### REQUIRED WORK
Return the lines from the listing below without any changes, starting at the line containing "Given the image above, the detector locates the blue" and stopping after the line containing "127;121;248;265".

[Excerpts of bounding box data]
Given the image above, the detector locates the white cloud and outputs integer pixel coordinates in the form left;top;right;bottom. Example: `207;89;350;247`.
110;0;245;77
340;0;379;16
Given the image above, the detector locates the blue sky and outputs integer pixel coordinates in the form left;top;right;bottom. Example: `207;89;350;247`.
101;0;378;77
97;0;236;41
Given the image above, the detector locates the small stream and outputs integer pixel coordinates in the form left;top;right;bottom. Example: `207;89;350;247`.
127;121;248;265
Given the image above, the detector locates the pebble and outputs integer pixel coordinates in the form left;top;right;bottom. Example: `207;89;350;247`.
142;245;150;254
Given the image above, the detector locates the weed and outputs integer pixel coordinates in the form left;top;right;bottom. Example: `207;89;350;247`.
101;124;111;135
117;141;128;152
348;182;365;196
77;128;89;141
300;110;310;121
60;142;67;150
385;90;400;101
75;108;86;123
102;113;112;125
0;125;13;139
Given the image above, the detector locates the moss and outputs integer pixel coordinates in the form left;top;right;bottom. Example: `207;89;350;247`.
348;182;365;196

### PROBLEM SOLUTION
Given the image above, the detector locates the blue sky and outputs integer pixel coordinates in the form left;top;right;bottom. Example: `207;89;350;247`.
101;0;378;77
97;0;236;41
Given the image above, the detector locates the small stream and outputs integer pixel coordinates in the form left;top;right;bottom. Example: `207;89;350;247`.
127;121;248;265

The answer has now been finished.